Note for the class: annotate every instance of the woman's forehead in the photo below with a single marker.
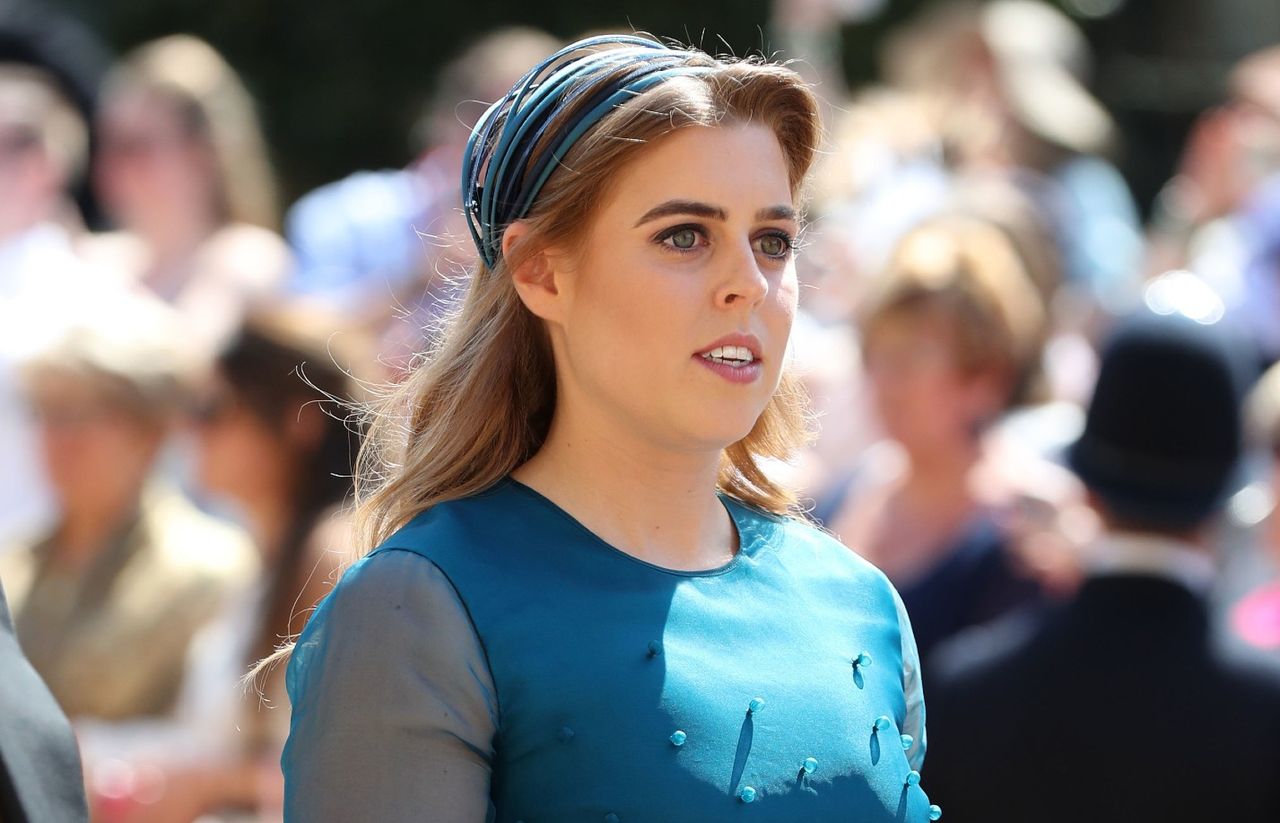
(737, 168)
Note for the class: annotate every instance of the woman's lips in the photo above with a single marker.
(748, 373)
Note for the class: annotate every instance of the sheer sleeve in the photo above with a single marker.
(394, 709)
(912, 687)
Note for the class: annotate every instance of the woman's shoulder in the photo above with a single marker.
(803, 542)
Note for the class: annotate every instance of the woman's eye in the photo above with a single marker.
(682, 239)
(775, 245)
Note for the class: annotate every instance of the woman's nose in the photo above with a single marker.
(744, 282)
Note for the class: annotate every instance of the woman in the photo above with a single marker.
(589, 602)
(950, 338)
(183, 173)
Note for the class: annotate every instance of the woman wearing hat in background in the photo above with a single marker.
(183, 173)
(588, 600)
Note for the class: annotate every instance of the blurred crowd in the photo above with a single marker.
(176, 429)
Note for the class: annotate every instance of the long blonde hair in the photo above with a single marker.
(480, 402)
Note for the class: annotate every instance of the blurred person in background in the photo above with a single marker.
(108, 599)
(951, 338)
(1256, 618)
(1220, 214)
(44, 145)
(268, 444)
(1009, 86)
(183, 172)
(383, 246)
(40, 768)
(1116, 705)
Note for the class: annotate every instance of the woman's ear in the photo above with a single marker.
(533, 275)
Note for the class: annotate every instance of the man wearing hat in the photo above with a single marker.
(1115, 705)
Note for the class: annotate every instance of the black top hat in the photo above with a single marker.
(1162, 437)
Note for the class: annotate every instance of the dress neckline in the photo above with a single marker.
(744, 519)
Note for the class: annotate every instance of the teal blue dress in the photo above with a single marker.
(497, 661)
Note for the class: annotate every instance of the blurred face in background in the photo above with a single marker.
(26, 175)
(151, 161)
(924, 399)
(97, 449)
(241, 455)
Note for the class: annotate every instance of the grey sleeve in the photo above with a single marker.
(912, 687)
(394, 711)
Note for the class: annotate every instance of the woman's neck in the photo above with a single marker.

---*---

Set out the lines of the material above as a numbered list, from the line with "Note for the class: annotate every instance of the woman wearing" up to and including the line with "(1162, 437)". Leave out any blank lines.

## ANSWER FOR THIS EXERCISE
1. Note for the class: annotate every instance of the woman wearing hat in background in the photo above with a single marker.
2. (183, 173)
3. (588, 600)
4. Note for the class: annotate every instance of the blurred crowd in the photo above with a single marker.
5. (176, 429)
6. Note for the class: annotate every instance of the long blonde hair in the photo above with a single marker.
7. (480, 402)
8. Note for the class: annotate every instance of the blurred person in background in the photo above with a single marker.
9. (108, 599)
10. (951, 338)
11. (1256, 618)
12. (1220, 214)
13. (44, 145)
14. (268, 444)
15. (1009, 86)
16. (183, 172)
17. (383, 246)
18. (40, 768)
19. (1116, 705)
20. Note for the class: annotate every instance of the woman's ear in the photo above with a single marker.
21. (533, 275)
22. Note for the class: annotate every instance of the man wearing hat in the photo above with a single marker.
23. (1115, 705)
24. Note for the class: annotate every instance of the black top hat in the photo above with a single marker.
25. (1162, 437)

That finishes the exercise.